#### [Work task]
Write the entries out again. Every character must match.

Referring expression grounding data
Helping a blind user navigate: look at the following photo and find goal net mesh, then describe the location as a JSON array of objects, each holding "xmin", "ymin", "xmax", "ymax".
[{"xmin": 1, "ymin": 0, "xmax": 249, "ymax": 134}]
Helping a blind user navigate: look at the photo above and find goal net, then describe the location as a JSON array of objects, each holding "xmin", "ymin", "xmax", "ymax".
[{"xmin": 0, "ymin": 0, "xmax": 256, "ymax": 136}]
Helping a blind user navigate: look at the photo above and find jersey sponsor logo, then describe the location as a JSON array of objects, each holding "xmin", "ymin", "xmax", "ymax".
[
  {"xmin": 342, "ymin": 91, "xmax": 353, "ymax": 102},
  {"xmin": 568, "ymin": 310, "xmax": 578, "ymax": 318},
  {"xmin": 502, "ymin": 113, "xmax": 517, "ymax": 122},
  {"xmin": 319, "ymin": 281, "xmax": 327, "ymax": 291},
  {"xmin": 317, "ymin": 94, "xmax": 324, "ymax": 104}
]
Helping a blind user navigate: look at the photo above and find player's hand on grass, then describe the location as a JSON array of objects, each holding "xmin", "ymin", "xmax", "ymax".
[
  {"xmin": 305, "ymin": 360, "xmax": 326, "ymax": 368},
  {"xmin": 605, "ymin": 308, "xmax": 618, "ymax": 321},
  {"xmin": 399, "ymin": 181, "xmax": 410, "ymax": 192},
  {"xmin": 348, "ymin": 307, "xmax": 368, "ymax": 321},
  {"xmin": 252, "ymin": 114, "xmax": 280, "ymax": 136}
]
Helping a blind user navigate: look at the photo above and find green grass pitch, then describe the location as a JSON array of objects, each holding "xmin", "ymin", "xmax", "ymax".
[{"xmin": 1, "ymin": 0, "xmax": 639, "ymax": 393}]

#### [Answer section]
Helping a blind user navigate: look at the following photo and find goal net mesh, then describe the location as a JSON array of objects, each holding "xmin", "ymin", "xmax", "ymax".
[{"xmin": 1, "ymin": 0, "xmax": 249, "ymax": 134}]
Helping a blind user navigate: look at the photo above and find goal net, then describe the location as a JSON array of objects, each holding "xmin", "ymin", "xmax", "ymax".
[{"xmin": 0, "ymin": 0, "xmax": 256, "ymax": 136}]
Helping a blind user navigate: look at the photo above and find jersey sponsor logo, then describe the location as a JSON array of objects, each holding "xmin", "ymin", "xmax", "ymax".
[
  {"xmin": 342, "ymin": 91, "xmax": 353, "ymax": 102},
  {"xmin": 568, "ymin": 310, "xmax": 578, "ymax": 318},
  {"xmin": 502, "ymin": 113, "xmax": 517, "ymax": 122},
  {"xmin": 319, "ymin": 281, "xmax": 327, "ymax": 291},
  {"xmin": 317, "ymin": 94, "xmax": 324, "ymax": 104}
]
Helping a blind user navigate: look at the photo above and find player's hand on grass, then describe the location as a JSON array of objects, each holding "xmin", "ymin", "xmax", "ymax".
[
  {"xmin": 305, "ymin": 360, "xmax": 326, "ymax": 368},
  {"xmin": 605, "ymin": 308, "xmax": 618, "ymax": 321},
  {"xmin": 399, "ymin": 181, "xmax": 410, "ymax": 192},
  {"xmin": 348, "ymin": 307, "xmax": 368, "ymax": 321},
  {"xmin": 252, "ymin": 114, "xmax": 280, "ymax": 136}
]
Helping a blind user navigate: look at the photo above and find green grass pitch, then describe the location as a JSON array of objects, each holding "xmin", "ymin", "xmax", "ymax".
[{"xmin": 1, "ymin": 0, "xmax": 639, "ymax": 393}]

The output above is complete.